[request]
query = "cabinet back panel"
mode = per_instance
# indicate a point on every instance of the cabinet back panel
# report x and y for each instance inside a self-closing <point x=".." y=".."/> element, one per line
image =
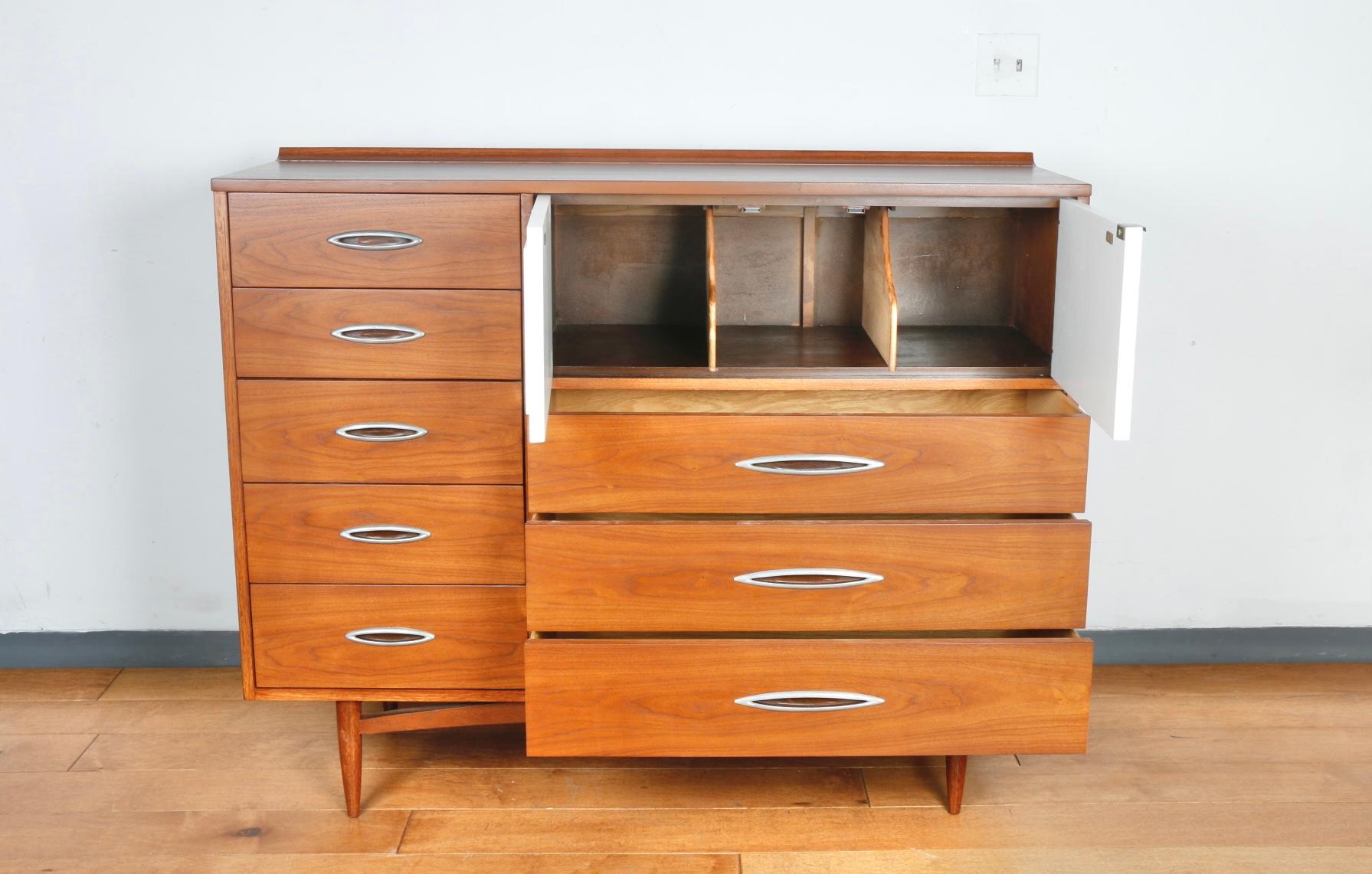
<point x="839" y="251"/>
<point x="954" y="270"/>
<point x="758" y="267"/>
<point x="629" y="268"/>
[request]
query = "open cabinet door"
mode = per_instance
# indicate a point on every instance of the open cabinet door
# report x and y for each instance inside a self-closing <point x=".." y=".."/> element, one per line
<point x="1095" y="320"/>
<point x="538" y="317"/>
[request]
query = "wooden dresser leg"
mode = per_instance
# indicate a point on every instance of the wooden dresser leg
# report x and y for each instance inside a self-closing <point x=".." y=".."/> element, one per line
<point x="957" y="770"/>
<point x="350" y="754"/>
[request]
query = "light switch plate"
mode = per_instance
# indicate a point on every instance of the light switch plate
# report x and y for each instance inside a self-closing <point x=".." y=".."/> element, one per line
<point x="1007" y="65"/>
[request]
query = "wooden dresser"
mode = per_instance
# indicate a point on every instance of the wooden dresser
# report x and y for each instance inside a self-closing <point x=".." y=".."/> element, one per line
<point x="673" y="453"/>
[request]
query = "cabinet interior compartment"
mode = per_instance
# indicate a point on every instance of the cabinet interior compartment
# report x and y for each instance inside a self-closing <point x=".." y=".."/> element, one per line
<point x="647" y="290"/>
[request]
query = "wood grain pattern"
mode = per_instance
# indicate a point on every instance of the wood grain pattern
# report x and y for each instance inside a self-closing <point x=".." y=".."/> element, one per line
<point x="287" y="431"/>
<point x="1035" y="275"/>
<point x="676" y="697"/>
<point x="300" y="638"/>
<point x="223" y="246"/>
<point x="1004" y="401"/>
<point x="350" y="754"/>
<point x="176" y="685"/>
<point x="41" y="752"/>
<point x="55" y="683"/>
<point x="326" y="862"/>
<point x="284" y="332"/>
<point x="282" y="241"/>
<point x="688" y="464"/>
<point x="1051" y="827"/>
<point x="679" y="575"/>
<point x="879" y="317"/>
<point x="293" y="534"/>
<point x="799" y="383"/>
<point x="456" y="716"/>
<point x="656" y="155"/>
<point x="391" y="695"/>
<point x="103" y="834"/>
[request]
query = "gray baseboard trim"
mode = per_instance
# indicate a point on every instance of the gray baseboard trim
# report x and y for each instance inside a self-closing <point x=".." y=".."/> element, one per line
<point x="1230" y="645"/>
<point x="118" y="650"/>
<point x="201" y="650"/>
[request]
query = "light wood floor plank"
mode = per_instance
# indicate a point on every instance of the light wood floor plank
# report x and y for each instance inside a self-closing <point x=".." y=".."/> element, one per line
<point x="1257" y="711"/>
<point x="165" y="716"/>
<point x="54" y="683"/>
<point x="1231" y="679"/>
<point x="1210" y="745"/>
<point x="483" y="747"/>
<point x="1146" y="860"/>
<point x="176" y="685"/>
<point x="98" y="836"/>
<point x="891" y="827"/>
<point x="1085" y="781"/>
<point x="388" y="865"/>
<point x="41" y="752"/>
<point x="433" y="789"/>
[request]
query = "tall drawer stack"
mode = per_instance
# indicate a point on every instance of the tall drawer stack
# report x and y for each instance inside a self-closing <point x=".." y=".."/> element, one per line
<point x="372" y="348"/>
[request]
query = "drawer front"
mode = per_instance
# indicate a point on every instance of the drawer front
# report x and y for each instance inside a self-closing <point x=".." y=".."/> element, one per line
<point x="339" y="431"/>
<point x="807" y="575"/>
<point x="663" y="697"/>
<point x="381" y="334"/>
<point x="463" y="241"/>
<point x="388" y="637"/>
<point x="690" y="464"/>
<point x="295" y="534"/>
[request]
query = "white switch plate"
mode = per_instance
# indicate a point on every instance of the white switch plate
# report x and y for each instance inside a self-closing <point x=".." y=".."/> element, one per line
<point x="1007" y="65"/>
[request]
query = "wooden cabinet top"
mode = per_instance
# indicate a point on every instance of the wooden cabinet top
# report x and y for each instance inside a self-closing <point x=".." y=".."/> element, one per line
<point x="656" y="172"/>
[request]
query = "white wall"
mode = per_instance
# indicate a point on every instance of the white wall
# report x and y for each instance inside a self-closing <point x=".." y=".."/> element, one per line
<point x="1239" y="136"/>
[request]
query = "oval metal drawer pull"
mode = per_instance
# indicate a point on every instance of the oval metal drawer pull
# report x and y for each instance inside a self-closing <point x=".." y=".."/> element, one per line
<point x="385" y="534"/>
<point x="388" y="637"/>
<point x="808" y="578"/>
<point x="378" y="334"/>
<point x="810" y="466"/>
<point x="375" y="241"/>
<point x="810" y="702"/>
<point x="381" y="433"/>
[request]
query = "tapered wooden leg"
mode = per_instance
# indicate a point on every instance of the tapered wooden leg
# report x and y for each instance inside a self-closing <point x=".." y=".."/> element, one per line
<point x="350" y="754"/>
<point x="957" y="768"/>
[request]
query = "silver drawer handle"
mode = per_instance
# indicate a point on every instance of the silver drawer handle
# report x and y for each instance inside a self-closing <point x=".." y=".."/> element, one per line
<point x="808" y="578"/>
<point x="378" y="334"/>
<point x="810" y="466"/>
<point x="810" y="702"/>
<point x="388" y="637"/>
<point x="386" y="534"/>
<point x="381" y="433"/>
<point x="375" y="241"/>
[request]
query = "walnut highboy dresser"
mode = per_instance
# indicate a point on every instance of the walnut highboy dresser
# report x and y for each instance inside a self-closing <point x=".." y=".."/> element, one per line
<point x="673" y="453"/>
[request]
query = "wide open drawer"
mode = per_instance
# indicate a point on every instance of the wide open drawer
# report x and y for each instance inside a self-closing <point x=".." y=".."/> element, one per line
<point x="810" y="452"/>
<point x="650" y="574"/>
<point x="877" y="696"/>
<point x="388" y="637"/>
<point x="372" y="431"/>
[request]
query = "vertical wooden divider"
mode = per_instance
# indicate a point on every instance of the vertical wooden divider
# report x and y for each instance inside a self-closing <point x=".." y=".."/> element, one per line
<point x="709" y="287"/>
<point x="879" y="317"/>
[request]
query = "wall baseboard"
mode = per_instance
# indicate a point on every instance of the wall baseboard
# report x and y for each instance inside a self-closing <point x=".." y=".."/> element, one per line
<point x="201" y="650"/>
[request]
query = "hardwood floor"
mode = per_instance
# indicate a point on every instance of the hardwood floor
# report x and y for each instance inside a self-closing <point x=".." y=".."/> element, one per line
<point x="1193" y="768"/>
* * * * * * * * *
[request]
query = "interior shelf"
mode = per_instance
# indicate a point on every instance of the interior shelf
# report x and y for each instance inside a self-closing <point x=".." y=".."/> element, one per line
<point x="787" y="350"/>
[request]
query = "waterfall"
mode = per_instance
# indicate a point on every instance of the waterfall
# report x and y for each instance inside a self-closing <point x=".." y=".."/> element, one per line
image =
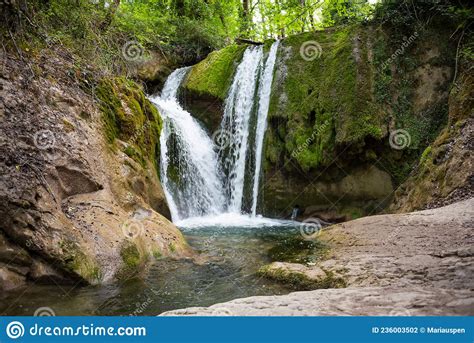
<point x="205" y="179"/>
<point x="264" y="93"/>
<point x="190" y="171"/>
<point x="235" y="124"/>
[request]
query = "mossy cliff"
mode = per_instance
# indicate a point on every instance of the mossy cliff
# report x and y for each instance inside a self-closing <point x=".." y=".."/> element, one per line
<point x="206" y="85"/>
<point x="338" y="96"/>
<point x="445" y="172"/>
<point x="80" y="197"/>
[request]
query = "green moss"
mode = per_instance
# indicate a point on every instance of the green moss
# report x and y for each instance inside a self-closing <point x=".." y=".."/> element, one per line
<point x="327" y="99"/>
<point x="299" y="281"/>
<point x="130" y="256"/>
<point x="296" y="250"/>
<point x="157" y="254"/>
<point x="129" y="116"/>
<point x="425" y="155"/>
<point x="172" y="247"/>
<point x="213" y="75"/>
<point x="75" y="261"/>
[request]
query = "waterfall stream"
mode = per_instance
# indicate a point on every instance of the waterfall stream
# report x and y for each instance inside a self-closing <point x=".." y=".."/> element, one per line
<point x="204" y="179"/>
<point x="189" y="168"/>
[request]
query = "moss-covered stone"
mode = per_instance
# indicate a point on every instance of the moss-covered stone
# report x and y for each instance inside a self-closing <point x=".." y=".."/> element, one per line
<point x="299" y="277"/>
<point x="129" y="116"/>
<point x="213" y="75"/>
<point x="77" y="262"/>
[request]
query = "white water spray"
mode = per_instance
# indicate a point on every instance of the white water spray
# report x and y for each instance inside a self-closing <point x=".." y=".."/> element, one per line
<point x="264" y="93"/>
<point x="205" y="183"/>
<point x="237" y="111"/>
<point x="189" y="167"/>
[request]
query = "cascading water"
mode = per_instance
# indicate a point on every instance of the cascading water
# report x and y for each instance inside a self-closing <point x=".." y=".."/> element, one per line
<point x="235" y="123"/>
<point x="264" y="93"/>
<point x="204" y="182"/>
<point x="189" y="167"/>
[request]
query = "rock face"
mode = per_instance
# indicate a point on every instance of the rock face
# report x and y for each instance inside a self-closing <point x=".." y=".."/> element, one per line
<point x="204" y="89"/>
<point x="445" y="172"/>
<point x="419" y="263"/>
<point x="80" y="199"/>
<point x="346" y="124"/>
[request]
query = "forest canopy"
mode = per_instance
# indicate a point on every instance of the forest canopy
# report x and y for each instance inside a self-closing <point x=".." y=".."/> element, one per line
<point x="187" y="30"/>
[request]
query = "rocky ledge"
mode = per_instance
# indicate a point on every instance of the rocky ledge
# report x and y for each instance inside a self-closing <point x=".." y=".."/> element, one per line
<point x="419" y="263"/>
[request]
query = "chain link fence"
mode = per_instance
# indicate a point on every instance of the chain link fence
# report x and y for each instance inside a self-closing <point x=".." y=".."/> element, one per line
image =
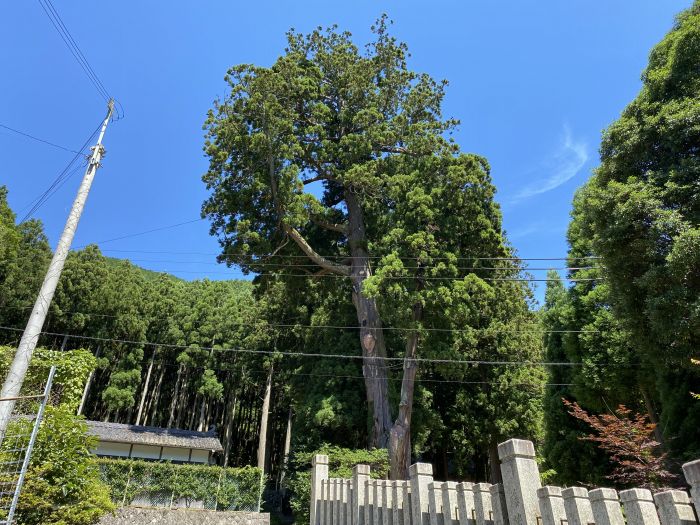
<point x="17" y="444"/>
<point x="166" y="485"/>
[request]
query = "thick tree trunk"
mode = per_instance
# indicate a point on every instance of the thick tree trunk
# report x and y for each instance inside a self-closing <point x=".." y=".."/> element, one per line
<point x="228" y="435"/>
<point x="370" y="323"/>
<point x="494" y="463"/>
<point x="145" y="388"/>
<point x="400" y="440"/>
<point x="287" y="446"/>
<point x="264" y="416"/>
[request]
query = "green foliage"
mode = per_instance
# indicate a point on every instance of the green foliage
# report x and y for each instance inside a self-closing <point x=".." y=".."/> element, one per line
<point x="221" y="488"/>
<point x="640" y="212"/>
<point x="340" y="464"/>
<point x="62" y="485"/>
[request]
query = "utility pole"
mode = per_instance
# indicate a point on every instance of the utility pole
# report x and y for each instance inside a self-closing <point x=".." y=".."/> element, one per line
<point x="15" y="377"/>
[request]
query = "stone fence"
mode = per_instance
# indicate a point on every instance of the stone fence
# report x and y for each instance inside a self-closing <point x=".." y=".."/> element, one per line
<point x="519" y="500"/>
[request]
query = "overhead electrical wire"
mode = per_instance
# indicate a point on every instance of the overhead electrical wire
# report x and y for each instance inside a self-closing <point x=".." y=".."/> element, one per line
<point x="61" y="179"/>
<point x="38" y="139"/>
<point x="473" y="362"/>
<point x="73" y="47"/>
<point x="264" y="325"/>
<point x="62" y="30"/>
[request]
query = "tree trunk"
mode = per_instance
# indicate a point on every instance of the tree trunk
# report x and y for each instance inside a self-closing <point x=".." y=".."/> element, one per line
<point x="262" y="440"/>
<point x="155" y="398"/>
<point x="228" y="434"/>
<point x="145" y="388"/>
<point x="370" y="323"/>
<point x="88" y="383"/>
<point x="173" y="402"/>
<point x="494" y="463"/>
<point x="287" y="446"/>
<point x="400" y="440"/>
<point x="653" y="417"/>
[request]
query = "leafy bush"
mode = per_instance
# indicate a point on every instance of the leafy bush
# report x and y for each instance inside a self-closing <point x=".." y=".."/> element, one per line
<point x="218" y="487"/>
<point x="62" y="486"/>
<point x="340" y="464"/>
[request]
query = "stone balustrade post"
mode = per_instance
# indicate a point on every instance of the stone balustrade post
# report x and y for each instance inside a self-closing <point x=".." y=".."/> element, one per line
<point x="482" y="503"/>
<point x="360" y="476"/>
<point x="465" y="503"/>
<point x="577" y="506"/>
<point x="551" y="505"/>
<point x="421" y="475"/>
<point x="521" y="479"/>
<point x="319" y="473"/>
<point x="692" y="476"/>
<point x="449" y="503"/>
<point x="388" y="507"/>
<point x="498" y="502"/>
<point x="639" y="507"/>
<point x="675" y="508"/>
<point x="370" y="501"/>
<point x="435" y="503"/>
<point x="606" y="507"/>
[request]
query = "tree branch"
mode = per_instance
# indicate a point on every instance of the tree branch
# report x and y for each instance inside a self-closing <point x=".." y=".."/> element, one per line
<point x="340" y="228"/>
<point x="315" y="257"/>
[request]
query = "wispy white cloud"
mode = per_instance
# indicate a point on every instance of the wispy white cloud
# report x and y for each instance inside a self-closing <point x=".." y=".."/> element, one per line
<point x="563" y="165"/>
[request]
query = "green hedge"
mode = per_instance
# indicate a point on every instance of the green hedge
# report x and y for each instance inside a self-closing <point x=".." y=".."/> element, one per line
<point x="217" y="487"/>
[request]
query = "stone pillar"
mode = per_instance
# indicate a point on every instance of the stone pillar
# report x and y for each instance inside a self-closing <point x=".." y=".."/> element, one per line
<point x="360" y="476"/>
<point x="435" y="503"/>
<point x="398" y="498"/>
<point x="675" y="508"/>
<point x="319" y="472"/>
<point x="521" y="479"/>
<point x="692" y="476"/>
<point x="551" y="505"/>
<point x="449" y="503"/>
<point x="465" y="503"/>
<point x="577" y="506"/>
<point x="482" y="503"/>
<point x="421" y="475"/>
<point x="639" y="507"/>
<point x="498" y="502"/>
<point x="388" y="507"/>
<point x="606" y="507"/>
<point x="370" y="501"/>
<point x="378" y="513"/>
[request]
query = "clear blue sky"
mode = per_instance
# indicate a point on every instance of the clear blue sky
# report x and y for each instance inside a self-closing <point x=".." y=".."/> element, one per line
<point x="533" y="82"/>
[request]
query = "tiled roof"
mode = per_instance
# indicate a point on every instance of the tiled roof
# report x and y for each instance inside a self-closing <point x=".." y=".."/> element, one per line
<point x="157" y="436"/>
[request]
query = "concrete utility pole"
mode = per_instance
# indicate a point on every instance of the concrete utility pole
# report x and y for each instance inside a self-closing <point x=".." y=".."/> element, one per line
* * * * * * * * *
What lines in the listing contain "face"? Copy them all.

query = "rock face"
# indicate a point on every instance of the rock face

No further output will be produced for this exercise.